Extracted text:
━━━━━━━━━━━━━━━━

That holistic digital identity is tied to your physical likeness, finances, conversations, property, and credibility, making it an exceedingly valuable asset. Unfortunately, with pieces of our digital identities being handed out to everyone from retailers to government agencies to employers, those identities are more vulnerable than ever.

It's been well-documented over and over and over again how many lives are rocked by identity theft every year (nearly every reputable source calculates the total in the double-digit millions of people in the U.S. alone). As our digital identities become more disparate and attractive to fraudsters, we need a way to protect our digital selves.

Enter blockchain. Any organization can deploy blockchain — a promising, relatively new technology and methodology — to build trust among users. In its purest form, blockchain lets companies instantly make, approve, and verify many types of transactions by leveraging a collaborative digital ledger and a predetermined network of individual contributors or keepers of the blockchain. Once transactions or other data are inside the secure blockchain ledger, cryptography takes over and verification hurdles drastically decrease the chances of data being stolen.

There are two often-referenced categories of blockchain: private, which is permission-based, and public, which is anonymous. Each has its own strengths, but private, permission-based blockchain has an added layer of protection in that participants in a transaction are known and trackable.

Would we be willing to let blockchain serve as a clearinghouse or executor for our full digital identities? Think of how that could play out in a few different scenarios.

Private aka "Firm Private": This type is already taking hold. Through blockchain, a specific financial institution can verify and facilitate a stock purchase in real time,but after its completion that transaction can also become a part of a digital identity, protected by blockchain. That way, the information doesn't have to sit in a separate, isolated account behind the bank's walls, but can instead be instantly verified, referenced, and acted upon with other digital identity elements. It also allows the bank to retain some level of authority and management.

Public aka "Classic": As the Internet of Things expands, public blockchain can serve as the ledger in scenarios where only certain elements of a digital identity are necessary and a central authority isn't as integral. For instance, buying a burger at a drive-through. The combination of blockchain and a Bluetooth beacon could verify the car associated with a digital identity, verify the Visa Checkout app running on the car's console, communicate to the restaurant's payment system, and debit a bank account the proper amount. All of that can occur without a holistic digital identity being part of a known or closed network, sharing and accessing only the portions of the digital identity that are relevant to the sale.

━━━━━━━━━━━━━━━━

Stated problem A:
Answer these questions from the text on blockchain and digital identity.
(i) What are the two often-referenced categories of blockchain?
(ii) In the "Firm Private" scenario, what kind of purchase can a financial institution verify and facilitate in real time?
(iii) In the drive-through example, which app running on the car's console could be verified?
Stated problem B:
Substitute "for each instance" for "per instance" in everything from the line containing "Target: large wall mirror" down to the end of the records, and leave all else unchanged. Give back only those lines.

(Data items)
━━━━━━━━━━━━━━━━

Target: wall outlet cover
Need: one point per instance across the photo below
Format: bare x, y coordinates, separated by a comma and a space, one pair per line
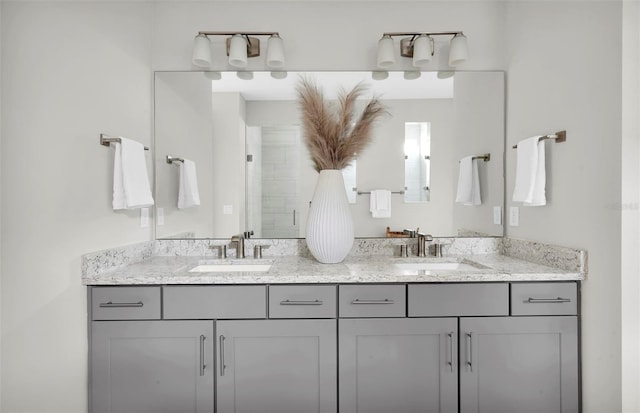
497, 215
160, 216
144, 217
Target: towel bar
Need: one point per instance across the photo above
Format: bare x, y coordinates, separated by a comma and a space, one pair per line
107, 140
172, 159
558, 137
486, 157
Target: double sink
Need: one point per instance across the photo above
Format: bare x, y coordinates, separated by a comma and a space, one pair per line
238, 265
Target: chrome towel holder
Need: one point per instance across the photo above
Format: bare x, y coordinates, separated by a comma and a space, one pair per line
106, 140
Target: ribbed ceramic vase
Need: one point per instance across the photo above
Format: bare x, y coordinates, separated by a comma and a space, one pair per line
329, 225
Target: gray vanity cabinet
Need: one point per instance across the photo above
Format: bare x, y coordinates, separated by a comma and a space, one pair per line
519, 364
152, 366
398, 365
276, 366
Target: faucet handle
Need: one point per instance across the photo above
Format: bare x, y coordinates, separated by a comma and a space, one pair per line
257, 250
222, 250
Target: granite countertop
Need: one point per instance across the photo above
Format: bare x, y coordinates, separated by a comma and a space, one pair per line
158, 270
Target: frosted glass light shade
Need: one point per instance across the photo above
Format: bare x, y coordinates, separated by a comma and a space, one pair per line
422, 50
201, 51
275, 52
386, 56
238, 51
458, 51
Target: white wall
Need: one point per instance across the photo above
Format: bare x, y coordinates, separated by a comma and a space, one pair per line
183, 129
1, 78
630, 207
228, 114
70, 72
564, 75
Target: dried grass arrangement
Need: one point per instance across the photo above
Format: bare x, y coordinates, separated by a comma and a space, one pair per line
334, 132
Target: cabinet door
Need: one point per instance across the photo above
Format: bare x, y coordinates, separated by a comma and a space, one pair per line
277, 366
152, 366
519, 364
398, 365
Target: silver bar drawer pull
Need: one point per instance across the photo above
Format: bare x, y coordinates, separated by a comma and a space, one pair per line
110, 304
373, 301
301, 302
558, 300
469, 355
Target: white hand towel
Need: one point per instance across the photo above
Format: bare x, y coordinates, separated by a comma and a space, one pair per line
131, 187
468, 182
188, 194
380, 203
530, 173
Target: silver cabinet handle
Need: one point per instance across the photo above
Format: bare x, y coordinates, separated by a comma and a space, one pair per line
469, 355
301, 302
373, 301
110, 304
450, 357
223, 366
202, 365
558, 300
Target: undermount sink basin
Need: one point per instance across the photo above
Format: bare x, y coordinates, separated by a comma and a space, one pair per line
434, 266
231, 268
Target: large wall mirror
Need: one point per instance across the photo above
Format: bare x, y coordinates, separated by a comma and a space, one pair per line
243, 132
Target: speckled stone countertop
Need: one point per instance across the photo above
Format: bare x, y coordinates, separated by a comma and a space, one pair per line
158, 270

━━━━━━━━━━━━━━━━

Complete response A:
(i) Private, which is permission-based, and public, which is anonymous.
(ii) A stock purchase.
(iii) The Visa Checkout app.

Complete response B:
Target: large wall mirror
Need: one point for each instance across the photo above
Format: bare x, y coordinates, separated by a comma and a space, one pair per line
243, 132
Target: speckled stone countertop
Need: one point for each instance across the photo above
Format: bare x, y coordinates, separated by a comma and a space, one pair per line
158, 270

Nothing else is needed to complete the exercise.